WORK TO BE COMPLETED: Report how many lines of the rows below contain the word "white". Give only the number.

Stored data:
==================================================

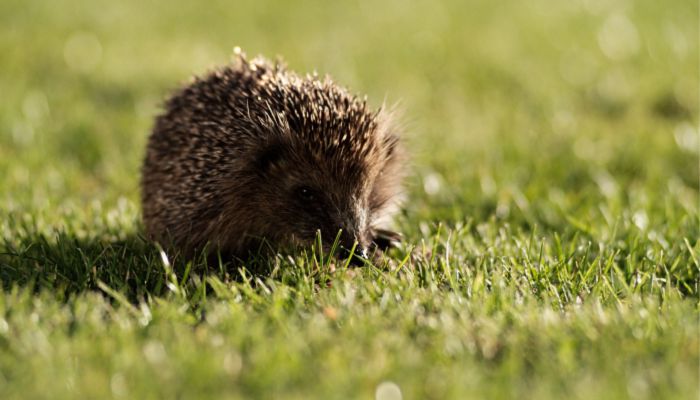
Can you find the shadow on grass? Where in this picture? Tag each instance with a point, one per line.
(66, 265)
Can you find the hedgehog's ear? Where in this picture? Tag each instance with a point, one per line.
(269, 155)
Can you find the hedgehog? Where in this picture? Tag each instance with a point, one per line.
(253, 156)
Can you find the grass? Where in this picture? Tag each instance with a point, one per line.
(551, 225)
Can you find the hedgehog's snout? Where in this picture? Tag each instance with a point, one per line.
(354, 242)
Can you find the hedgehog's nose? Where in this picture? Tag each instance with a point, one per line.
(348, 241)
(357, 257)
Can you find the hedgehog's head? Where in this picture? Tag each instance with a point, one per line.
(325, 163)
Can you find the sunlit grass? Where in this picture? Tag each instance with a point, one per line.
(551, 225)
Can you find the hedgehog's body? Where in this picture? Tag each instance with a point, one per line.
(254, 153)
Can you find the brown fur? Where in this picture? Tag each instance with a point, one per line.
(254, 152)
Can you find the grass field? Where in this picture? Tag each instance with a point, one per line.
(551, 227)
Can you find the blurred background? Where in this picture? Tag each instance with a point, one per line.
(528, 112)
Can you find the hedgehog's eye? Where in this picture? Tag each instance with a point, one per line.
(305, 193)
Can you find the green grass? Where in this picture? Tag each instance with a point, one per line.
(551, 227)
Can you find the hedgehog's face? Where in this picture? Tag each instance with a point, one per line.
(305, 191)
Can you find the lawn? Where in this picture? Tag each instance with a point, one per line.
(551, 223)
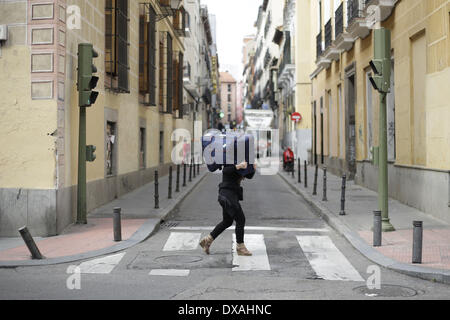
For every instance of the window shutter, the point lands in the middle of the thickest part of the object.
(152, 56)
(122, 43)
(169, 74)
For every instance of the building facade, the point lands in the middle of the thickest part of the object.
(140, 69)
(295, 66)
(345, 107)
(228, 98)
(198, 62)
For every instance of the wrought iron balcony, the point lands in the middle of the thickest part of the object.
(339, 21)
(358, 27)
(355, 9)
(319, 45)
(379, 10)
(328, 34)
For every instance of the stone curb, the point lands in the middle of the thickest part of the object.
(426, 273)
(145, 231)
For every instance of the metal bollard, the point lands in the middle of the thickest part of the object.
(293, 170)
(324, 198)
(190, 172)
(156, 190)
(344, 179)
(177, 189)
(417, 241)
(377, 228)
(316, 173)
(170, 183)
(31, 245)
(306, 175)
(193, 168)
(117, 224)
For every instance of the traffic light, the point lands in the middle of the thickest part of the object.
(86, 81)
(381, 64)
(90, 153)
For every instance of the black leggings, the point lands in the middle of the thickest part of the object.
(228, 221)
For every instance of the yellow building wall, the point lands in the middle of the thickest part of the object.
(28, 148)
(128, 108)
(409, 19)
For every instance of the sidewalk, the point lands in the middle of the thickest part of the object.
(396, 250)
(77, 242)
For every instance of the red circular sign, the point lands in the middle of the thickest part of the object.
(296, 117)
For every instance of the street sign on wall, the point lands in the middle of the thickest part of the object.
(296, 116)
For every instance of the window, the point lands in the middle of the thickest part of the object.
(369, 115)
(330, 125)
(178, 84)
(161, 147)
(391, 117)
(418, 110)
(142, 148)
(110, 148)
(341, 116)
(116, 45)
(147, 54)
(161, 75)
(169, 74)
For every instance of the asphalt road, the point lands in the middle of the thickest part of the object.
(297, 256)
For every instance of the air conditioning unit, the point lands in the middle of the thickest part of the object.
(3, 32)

==================================================

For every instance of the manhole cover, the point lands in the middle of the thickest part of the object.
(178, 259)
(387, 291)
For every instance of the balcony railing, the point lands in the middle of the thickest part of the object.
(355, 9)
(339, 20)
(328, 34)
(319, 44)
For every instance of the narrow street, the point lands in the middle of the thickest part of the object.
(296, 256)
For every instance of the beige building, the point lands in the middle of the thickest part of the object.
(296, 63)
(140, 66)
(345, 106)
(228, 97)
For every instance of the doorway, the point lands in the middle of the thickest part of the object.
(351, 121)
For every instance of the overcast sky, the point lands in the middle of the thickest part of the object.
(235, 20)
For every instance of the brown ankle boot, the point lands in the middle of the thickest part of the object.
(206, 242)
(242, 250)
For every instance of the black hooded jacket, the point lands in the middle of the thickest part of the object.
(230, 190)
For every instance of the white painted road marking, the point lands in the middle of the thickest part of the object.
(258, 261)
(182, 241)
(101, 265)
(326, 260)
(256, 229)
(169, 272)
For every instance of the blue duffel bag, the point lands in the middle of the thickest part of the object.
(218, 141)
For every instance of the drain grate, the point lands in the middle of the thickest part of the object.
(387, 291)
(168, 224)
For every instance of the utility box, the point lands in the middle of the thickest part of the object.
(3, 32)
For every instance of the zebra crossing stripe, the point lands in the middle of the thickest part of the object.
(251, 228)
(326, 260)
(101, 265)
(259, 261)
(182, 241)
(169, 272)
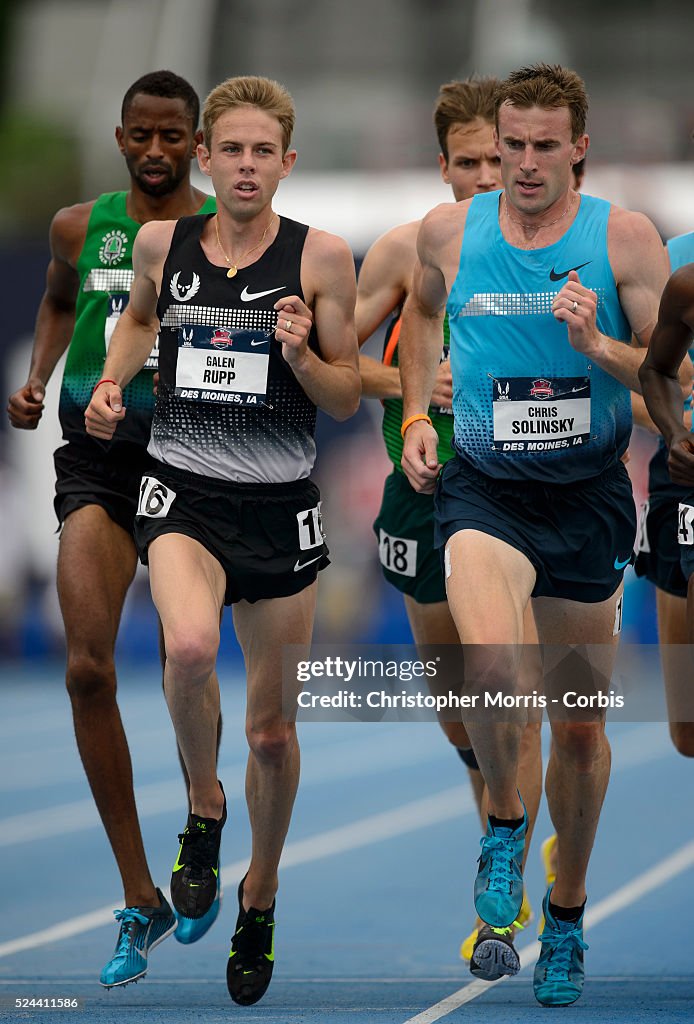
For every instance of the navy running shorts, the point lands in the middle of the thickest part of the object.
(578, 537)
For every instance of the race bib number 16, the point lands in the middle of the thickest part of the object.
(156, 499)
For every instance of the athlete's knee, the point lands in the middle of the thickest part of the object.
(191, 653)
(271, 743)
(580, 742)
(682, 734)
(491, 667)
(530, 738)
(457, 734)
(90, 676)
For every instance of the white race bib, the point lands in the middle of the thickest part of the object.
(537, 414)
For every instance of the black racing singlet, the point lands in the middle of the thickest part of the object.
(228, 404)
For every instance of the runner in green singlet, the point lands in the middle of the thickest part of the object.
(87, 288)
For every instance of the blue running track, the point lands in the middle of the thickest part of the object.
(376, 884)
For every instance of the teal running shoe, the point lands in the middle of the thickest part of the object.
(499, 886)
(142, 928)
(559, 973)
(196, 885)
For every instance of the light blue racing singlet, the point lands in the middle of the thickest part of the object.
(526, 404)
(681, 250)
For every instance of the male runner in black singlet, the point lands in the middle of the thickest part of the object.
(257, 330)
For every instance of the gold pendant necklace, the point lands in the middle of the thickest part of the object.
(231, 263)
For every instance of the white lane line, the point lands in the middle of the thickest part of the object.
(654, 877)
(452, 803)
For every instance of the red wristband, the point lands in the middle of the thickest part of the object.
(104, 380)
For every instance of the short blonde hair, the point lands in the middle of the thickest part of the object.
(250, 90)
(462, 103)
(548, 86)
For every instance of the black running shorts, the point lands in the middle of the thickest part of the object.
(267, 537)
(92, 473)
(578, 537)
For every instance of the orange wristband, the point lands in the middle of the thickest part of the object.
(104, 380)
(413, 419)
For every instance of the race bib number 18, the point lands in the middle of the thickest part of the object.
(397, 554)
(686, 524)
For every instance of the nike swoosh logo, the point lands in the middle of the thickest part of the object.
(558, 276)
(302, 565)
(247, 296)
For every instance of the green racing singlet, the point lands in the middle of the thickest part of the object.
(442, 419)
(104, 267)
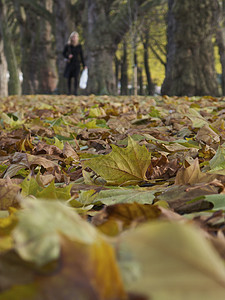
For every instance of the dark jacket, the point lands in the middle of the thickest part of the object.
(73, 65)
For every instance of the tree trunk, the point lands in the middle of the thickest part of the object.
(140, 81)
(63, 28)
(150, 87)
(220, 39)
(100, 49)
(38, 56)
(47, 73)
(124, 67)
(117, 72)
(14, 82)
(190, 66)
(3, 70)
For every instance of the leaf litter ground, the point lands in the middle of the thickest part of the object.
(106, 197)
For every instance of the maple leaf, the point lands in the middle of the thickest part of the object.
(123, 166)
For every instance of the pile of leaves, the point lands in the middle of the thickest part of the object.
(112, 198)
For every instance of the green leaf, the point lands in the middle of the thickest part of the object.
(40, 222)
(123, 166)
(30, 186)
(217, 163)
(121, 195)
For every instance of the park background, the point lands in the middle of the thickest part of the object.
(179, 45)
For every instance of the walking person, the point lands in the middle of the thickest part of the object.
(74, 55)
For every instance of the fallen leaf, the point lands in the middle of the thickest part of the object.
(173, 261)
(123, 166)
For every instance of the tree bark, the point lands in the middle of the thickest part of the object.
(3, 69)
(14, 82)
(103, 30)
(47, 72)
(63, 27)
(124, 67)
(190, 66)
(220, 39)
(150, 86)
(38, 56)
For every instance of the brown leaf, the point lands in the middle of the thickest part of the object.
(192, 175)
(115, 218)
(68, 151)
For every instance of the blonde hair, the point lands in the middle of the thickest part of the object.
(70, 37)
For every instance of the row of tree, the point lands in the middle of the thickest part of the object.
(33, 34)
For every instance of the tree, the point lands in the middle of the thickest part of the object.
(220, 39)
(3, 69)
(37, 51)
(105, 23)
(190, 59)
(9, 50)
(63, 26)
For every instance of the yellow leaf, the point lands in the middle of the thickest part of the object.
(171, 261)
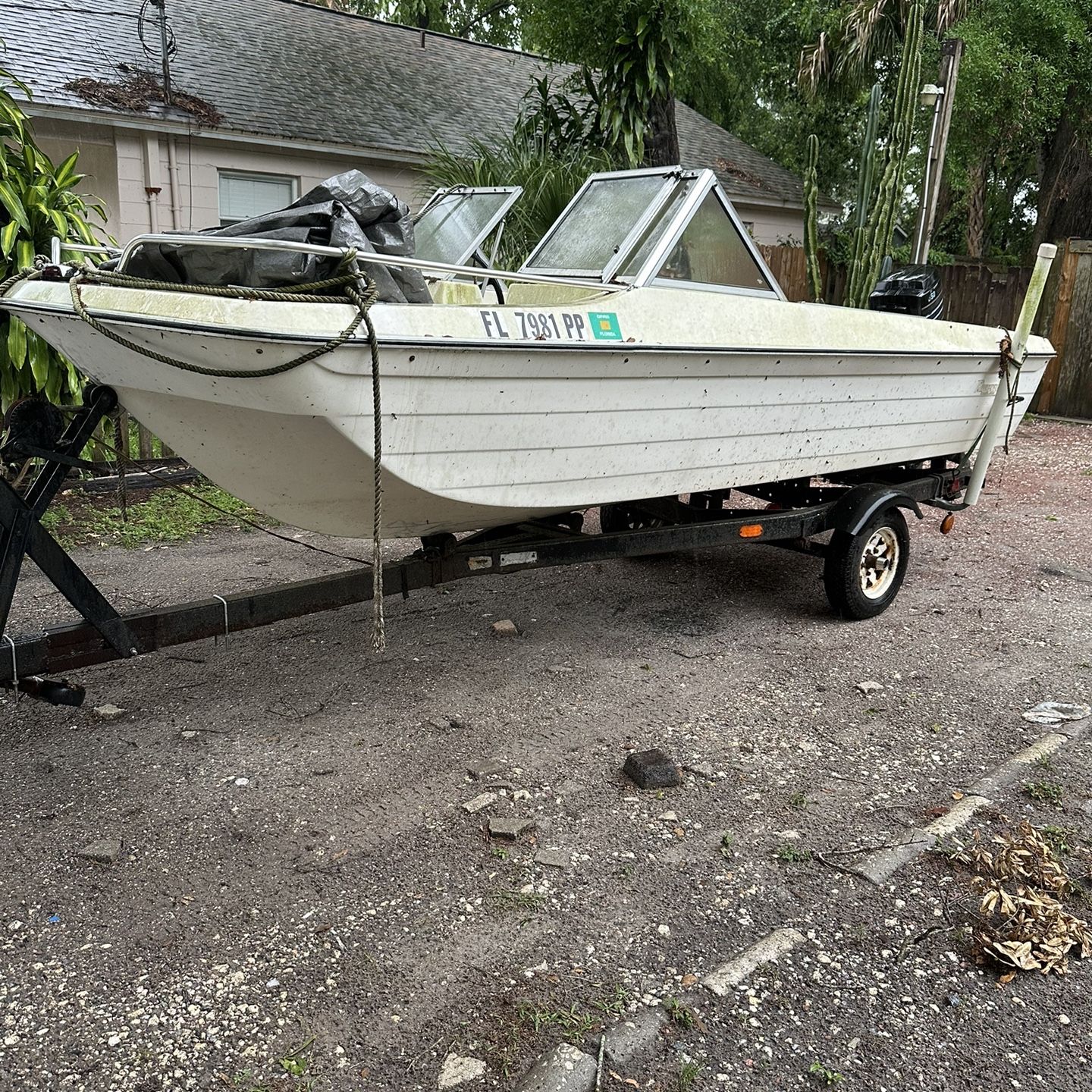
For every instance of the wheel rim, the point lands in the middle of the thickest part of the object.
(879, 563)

==================================================

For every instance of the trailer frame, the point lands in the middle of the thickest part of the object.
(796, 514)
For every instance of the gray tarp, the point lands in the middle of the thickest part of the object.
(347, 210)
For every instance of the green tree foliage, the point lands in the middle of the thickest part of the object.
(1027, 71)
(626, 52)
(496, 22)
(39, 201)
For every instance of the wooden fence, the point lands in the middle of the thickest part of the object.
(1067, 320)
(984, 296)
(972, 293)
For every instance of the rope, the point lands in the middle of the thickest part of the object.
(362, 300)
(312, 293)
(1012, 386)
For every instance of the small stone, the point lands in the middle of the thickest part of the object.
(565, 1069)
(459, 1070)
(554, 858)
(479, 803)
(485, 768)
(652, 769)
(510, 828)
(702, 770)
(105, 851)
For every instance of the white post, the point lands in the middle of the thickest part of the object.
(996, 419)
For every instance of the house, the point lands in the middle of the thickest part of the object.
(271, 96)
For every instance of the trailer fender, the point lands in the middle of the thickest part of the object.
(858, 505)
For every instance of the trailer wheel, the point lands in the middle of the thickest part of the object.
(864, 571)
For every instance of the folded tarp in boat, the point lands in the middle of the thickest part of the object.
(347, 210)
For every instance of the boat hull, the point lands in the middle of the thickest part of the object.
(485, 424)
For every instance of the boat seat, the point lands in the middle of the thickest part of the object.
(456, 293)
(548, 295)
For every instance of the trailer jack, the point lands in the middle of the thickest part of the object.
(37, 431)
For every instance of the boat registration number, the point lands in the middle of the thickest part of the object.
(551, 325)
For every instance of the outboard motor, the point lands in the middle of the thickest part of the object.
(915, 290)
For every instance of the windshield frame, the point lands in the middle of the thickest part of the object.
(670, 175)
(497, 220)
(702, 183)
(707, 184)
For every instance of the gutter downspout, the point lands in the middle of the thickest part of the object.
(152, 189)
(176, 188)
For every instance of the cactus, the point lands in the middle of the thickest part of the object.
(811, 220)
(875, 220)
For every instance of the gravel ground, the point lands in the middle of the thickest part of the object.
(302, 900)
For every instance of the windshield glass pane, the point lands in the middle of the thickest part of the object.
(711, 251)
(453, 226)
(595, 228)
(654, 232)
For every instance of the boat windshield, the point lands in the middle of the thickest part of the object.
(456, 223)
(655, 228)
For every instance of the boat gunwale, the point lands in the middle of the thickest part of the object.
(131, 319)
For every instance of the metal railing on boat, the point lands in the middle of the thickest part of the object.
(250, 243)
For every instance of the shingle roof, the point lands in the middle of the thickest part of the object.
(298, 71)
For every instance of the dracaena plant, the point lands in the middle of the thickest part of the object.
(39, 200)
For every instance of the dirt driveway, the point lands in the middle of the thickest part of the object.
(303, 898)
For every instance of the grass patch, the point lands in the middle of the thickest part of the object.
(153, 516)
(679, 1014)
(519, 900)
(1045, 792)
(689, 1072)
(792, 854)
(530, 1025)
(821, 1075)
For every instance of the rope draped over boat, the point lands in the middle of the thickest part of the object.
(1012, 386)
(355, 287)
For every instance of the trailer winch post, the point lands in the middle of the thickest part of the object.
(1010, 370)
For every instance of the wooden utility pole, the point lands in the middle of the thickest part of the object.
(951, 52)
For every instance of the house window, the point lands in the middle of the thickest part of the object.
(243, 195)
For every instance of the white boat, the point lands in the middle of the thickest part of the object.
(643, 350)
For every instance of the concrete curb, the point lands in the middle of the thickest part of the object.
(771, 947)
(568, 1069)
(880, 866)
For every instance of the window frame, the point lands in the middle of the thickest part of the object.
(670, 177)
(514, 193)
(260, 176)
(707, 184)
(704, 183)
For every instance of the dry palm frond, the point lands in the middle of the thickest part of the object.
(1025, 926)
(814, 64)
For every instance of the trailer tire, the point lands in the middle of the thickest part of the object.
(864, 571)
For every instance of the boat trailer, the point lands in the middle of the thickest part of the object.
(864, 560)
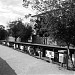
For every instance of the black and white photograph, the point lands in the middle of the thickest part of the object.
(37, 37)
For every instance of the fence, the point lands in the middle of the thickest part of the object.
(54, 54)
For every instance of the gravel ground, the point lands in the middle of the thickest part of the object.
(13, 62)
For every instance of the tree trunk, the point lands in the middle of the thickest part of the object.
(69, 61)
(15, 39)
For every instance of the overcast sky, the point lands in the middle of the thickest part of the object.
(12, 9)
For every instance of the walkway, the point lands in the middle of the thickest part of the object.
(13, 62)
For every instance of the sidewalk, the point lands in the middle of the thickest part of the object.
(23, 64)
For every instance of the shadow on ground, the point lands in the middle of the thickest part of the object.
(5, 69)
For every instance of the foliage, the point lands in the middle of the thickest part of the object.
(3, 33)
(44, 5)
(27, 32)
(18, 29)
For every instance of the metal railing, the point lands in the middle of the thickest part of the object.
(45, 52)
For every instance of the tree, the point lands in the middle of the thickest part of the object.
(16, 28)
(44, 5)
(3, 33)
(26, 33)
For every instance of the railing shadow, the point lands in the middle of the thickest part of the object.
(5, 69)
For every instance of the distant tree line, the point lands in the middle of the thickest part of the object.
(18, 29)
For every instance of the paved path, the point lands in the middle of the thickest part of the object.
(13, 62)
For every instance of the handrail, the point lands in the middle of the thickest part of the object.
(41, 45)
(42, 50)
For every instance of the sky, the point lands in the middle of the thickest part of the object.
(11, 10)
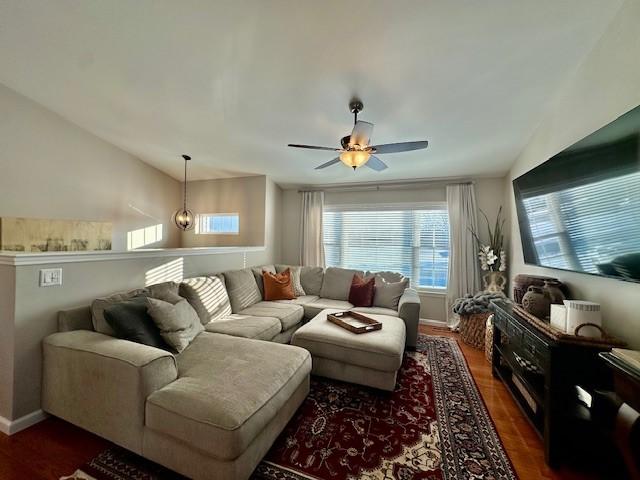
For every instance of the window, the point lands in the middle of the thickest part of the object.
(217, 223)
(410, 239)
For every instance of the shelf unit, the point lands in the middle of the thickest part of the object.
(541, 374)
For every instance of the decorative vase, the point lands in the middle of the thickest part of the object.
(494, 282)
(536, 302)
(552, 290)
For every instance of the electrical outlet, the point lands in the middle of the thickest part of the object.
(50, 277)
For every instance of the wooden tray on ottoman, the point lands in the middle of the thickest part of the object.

==================================================

WORKED SOLUTION: 6